Yes, some of the above has been done! I hope to see continued efforts to collect and share such data for the use of others 🙂

Data beyond anecdotes and tables of percentages

What’s wrong with anecdotes?

Anecdotes – especially if shared by a persuasive speaker or writer – are fine, but there comes a point where we need to do more than rely on just anecdotes. This is not to diminish a person’s individual experience, but to look at the scale at which other persons are having the same experience. We can consider an anecdote as the starting point of a research question.

Evidence can be stronger when there are higher numbers proving it. “Dissatisfaction with a specific company”, for example, becomes a stronger claim when we can see it backed up by survey responses or recorded complaints; “road traffic is getting heavier” could be supported by congestion reports and increasing trends in petrol purchase.

Relying only on anecdotes may also mean missing out on the standardisation in data collection. Anecdotes are also prone to confirmation bias.

I have to thank my B:Read co-founder Teah for introducing me to this term! In one of our first conversations about the reading culture in Brunei, we both had different answers to question “Do Bruneians read books?” – which is of course affected by our different schools and groups of friends.

What it is:

You may have experienced an issue a certain way. And yet, it is completely possible that this experience is unique to you – it may only be true for you.

Even if your group of friends all agree with you, it is still not enough. Your group of friends might have similar worldviews due to any other combination of similarities – backgrounds, education level, lifestyles – even something as simple as what newspaper you read – these may affect the way you view the world.

For example, while I’m sure this is was true and that some private employers do not treat their employees well, it’s still an anecdote:

Identifying it as anecdotal evidence does not mean the experience should be dismissed, or that empathy – or in this case compassion – can’t be directed to the person who was affected.

◇ ◇ ◇ ◇ ◇

=== REQUIREMENT 1 ===
Print the part of the anecdotal evidence text between "What’s wrong with" and "to confirmation bias.", inclusive.
=== REQUIREMENT 2 ===
In the anecdotal evidence text, which similarities are named as possible reasons a group of friends might share worldviews?

=== DATA SECTION ===
◇ ◇ ◇ ◇ ◇

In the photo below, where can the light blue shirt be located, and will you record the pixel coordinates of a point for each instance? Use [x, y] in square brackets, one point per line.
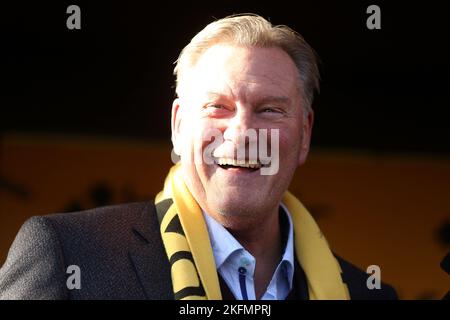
[232, 261]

◇ ◇ ◇ ◇ ◇

=== REPLY 1 ===
What’s wrong with anecdotes?

Anecdotes – especially if shared by a persuasive speaker or writer – are fine, but there comes a point where we need to do more than rely on just anecdotes. This is not to diminish a person’s individual experience, but to look at the scale at which other persons are having the same experience. We can consider an anecdote as the starting point of a research question.

Evidence can be stronger when there are higher numbers proving it. “Dissatisfaction with a specific company”, for example, becomes a stronger claim when we can see it backed up by survey responses or recorded complaints; “road traffic is getting heavier” could be supported by congestion reports and increasing trends in petrol purchase.

Relying only on anecdotes may also mean missing out on the standardisation in data collection. Anecdotes are also prone to confirmation bias.

=== REPLY 2 ===
- backgrounds
- education level
- lifestyles
- what newspaper you read